### Travail à faire
A) Recopiez le passage du texte sur l'indemnité d'éviction compris entre « L’article 145-15 du » et « une durée déterminée. », ces deux bornes incluses.
B) Répondez à ces questions d'après le texte sur l'indemnité d'éviction :
(i) Quel article du Code du commerce régit la protection du locataire ?
(ii) À quel type de bail ce droit s'applique-t-il ?
(iii) Par quel type d'acte le bailleur doit-il manifester son souhait de résilier le bail commercial ?
C) Donnez la suite du texte sur l'indemnité d'éviction, à partir de sa dernière phrase.

Le locataire évincé, protégé par le droit commercial est en droit d’exiger cette somme qui compensera la perte physique de son local commercial. Cependant, dans quel contexte cette indemnité peut être versée et comment calculer son montant ? Quelles sont les exceptions à la règle ?
Quel est le champ d’application de la règle ?
En France, le locataire évincé d’un bail commercial est protégé car le fonds de commerce exploité à l’adresse dite, est une propriété commerciale. Un déménagement peut mettre en péril son exploitation et donc, son chiffre d’affaires. Afin de protéger le paysage commercial français l’indemnité d’éviction a été mise en place. Cette règle permet de dissuader les bailleurs qui souhaitent rompre leurs baux commerciaux sans raison valable de prendre cette décision.
De ce fait, il est strictement interdit à un bailleur de refuser un renouvellement de bail commercial sans en contrepartie procéder au versement d’une indemnité d’éviction au preneur.
L’article 145-15 du Code du Commerce régie cette protection envers le locataire car il est prévu que :
« Sont nuls et de nul effet, quelle qu'en soit la forme, les clauses, stipulations et arrangements qui ont pour effet de faire échec au droit au renouvellement (...) ».
Ce droit est applicable dans le cadre d’un bail commercial classique de 3/6/9 ans et non dans le cadre d’un bail dérogatoire ou précaire. La précarité de ces derniers baux confère à ses occupants et à leurs bailleurs l’assurance de pouvoir rompre un contrat de location sans indemnités et sur une durée déterminée.
Quelle est la procédure à suivre pour le bailleur pour évincer son locataire ?
Le bailleur doit manifester son souhait de résilier le bail commercial par acte extrajudiciaire dans lequel sera stipulé le droit à une indemnité d’éviction envers le locataire.
Le bailleur peut évincer son locataire dans plusieurs cas :
- En cas de congé ou tacite prolongation 6 mois avant la période triennale.

### Enregistrements
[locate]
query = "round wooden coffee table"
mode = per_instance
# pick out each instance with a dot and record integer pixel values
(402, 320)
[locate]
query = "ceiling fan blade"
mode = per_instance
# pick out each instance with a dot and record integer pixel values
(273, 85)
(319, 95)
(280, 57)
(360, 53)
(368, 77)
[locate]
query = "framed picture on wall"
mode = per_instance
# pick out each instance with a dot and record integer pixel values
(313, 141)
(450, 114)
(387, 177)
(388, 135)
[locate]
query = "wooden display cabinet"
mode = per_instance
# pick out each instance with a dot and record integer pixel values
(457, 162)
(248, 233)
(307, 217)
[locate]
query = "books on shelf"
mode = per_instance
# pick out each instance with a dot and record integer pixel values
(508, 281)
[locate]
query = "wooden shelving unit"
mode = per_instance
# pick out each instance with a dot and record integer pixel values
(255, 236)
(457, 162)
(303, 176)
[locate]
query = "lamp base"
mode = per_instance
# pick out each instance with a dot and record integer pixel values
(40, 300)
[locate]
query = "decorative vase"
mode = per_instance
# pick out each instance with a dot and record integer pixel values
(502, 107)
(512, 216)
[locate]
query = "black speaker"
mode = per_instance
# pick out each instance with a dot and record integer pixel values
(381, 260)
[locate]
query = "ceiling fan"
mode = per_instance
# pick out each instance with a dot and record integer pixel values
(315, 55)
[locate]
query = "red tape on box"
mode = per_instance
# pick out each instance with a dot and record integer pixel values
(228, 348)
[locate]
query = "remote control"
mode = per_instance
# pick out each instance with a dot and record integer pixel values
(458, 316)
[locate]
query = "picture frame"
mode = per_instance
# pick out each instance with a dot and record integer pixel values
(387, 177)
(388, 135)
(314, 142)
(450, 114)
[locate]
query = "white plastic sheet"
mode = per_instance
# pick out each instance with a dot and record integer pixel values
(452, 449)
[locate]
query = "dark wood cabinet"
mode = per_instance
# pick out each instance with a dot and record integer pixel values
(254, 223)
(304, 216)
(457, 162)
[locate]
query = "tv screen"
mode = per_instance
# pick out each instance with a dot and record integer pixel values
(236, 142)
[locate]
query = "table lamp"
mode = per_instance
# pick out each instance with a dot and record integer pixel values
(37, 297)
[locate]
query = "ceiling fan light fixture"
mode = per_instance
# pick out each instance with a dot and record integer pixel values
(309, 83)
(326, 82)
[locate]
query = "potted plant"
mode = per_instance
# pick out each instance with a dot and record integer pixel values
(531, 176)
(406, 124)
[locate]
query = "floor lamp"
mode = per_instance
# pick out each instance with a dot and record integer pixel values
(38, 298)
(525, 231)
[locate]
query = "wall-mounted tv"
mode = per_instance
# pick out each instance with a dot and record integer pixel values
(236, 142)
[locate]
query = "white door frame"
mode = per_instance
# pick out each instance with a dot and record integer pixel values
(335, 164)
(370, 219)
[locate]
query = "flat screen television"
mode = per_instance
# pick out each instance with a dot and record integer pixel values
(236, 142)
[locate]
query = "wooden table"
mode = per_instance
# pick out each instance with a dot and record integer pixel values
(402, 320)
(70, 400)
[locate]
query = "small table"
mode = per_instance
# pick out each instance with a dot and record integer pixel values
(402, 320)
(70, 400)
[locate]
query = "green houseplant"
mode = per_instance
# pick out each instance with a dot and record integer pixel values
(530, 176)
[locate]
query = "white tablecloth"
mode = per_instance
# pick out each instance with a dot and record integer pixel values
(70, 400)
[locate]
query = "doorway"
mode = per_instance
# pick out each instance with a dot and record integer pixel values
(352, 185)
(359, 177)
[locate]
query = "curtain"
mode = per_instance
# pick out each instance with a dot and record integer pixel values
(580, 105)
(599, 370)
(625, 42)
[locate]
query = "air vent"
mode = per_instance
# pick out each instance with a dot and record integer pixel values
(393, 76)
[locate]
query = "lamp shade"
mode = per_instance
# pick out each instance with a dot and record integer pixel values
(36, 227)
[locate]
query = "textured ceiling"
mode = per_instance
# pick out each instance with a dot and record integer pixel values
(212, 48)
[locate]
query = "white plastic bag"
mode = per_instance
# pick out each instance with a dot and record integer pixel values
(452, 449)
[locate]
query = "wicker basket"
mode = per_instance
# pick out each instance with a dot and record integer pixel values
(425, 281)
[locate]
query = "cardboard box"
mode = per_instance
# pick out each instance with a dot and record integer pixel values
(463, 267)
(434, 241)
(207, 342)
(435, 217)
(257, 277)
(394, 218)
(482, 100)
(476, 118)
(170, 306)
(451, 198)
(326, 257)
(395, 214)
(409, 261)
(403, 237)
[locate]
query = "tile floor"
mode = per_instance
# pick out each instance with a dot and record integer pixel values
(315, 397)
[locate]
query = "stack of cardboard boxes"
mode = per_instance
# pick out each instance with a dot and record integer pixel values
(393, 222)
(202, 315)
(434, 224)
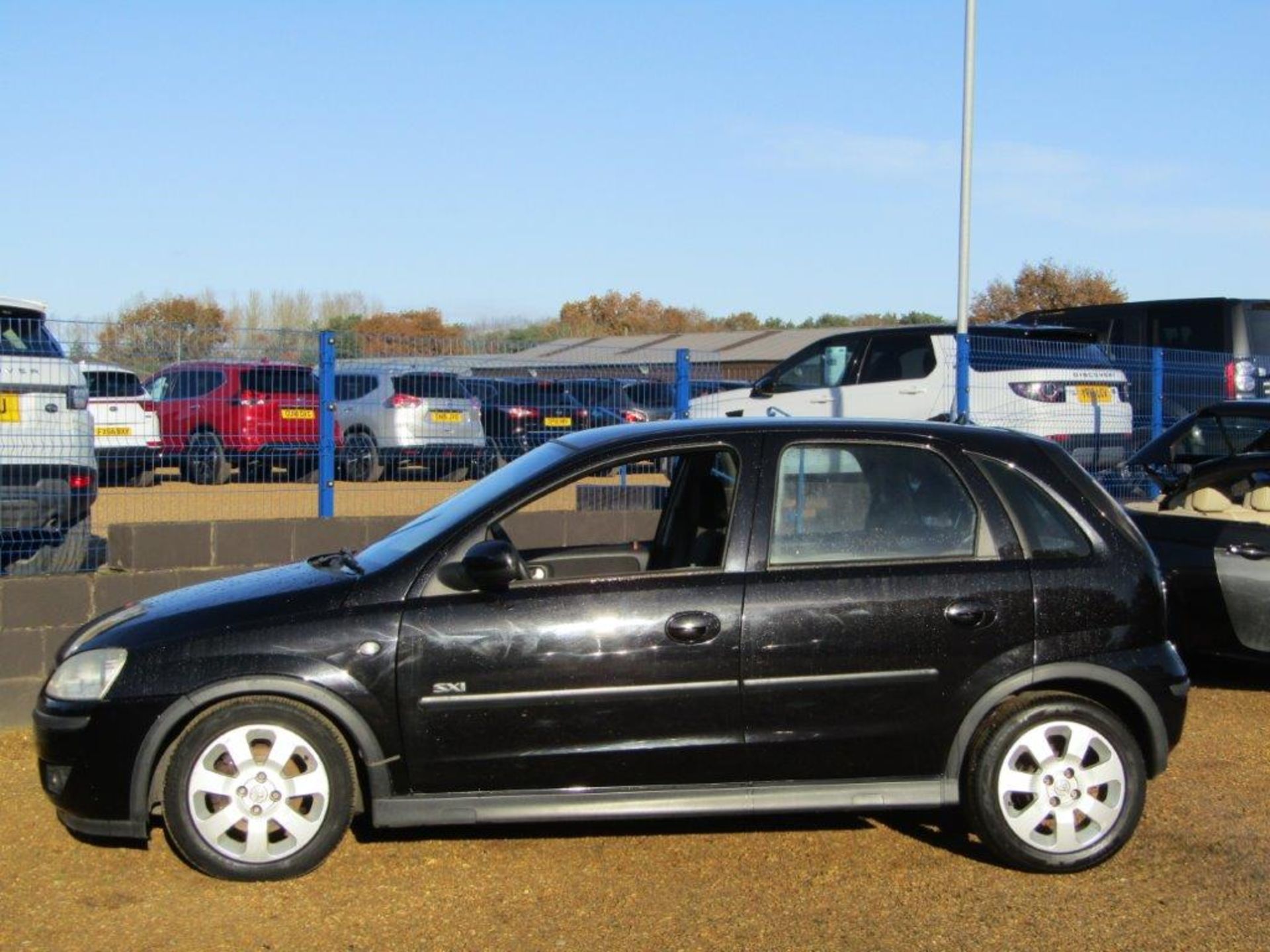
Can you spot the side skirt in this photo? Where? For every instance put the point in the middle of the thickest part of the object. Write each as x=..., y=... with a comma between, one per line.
x=646, y=803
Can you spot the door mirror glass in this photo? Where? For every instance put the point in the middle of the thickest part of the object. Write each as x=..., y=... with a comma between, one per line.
x=493, y=565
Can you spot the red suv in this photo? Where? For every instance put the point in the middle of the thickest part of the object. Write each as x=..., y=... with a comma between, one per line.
x=255, y=415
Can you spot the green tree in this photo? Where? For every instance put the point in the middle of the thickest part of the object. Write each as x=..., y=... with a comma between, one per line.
x=1044, y=286
x=151, y=333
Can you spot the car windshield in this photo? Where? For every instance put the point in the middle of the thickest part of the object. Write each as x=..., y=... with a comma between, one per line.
x=24, y=333
x=996, y=350
x=454, y=512
x=113, y=383
x=280, y=380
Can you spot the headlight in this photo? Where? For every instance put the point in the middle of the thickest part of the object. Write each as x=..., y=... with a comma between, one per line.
x=87, y=676
x=107, y=621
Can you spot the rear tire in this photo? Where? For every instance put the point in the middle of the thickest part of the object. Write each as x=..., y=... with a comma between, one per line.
x=205, y=463
x=258, y=789
x=65, y=556
x=1054, y=783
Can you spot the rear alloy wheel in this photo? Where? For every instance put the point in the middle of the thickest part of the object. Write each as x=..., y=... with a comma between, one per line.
x=205, y=460
x=1056, y=783
x=362, y=459
x=258, y=789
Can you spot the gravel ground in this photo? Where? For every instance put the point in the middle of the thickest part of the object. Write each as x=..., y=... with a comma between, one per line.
x=1194, y=877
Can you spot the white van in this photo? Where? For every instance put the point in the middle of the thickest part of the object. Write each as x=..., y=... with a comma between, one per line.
x=48, y=469
x=1046, y=381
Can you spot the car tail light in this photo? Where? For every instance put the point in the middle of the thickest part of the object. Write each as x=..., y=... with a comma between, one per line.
x=400, y=401
x=1240, y=380
x=1044, y=391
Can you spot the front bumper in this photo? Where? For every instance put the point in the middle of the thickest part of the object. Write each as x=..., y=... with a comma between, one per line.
x=87, y=756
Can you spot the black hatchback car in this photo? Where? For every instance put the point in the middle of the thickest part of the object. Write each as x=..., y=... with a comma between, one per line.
x=788, y=615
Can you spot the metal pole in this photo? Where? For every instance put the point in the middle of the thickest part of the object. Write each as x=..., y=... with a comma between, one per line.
x=325, y=426
x=963, y=272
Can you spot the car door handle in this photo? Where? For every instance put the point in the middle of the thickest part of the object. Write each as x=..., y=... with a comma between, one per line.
x=693, y=627
x=1248, y=550
x=970, y=615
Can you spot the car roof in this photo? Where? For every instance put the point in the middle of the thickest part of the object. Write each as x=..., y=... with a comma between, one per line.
x=984, y=438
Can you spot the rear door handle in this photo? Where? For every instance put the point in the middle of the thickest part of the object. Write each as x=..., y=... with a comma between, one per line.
x=1248, y=550
x=693, y=627
x=970, y=615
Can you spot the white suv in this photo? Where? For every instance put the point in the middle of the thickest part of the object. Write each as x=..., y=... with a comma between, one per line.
x=125, y=424
x=48, y=469
x=1046, y=381
x=397, y=414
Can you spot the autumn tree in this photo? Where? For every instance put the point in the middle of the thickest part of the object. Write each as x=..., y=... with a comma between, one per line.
x=1044, y=286
x=149, y=334
x=407, y=334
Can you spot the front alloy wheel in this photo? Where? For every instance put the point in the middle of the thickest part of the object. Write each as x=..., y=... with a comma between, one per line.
x=258, y=790
x=1057, y=783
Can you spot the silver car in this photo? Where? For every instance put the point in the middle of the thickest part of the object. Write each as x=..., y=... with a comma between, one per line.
x=398, y=415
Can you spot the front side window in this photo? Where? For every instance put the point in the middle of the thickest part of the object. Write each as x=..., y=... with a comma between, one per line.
x=827, y=366
x=869, y=503
x=1044, y=526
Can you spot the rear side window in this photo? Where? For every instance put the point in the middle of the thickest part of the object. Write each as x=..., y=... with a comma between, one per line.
x=24, y=333
x=869, y=503
x=113, y=383
x=353, y=386
x=1046, y=528
x=439, y=386
x=278, y=380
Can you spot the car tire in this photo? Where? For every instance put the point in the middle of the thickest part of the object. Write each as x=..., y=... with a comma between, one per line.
x=65, y=556
x=1054, y=783
x=362, y=461
x=205, y=463
x=275, y=816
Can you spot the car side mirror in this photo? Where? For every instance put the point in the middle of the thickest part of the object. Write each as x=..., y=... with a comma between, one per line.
x=493, y=565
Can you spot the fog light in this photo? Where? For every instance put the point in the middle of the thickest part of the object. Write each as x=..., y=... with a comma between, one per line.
x=54, y=777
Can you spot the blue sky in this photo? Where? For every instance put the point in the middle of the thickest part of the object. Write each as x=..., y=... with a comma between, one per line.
x=497, y=159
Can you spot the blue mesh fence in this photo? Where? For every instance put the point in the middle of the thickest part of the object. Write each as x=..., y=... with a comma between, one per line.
x=102, y=428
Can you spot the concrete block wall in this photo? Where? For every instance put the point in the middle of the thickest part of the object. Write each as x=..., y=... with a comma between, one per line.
x=38, y=615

### Les réponses
A)
L’article 145-15 du Code du Commerce régie cette protection envers le locataire car il est prévu que :
« Sont nuls et de nul effet, quelle qu'en soit la forme, les clauses, stipulations et arrangements qui ont pour effet de faire échec au droit au renouvellement (...) ».
Ce droit est applicable dans le cadre d’un bail commercial classique de 3/6/9 ans et non dans le cadre d’un bail dérogatoire ou précaire. La précarité de ces derniers baux confère à ses occupants et à leurs bailleurs l’assurance de pouvoir rompre un contrat de location sans indemnités et sur une durée déterminée.

B)
(i) L'article 145-15 du Code du commerce.
(ii) Au bail commercial classique de 3/6/9 ans.
(iii) Par acte extrajudiciaire.

C)
- En cas de refus d’une demande de renouvellement.
- En cas de manquement du locataire à ses obligations contractuelles.
Dans tous les cas, le bailleur devra faire connaître au locataire sa volonté de mettre fin au bail commercial par le biais d’un acte extrajudiciaire.
Quelles sont les exceptions au versement de l’indemnité d’éviction ?
Il existe des exceptions à l’obligation de paiement d’une indemnité d’éviction :
- Si le locataire n’est pas ou plus immatriculé au registre des commerces.
- Si le locataire ne justifie pas d’une exploitation effective de son fonds de commerce depuis 3 ans.
- L’immeuble où est situé le local commercial loué est jugé insalubre selon les autorités compétentes.
- En cas de manquement des conditions exigées par le bailleur au locataire (défaut de règlement du loyer, local commercial vide). Il peut s’agir également d’une déduction faite au titre de l’obligation de dépollution et de remise en état du site comme le prévoit un arrêt rendu par la troisième chambre civile de la Cour de cassation (Cass, Civ 3, 11 septembre 2013).
- Les baux précaires et dérogatoires.
- Pour les conventions d’occupation précaire.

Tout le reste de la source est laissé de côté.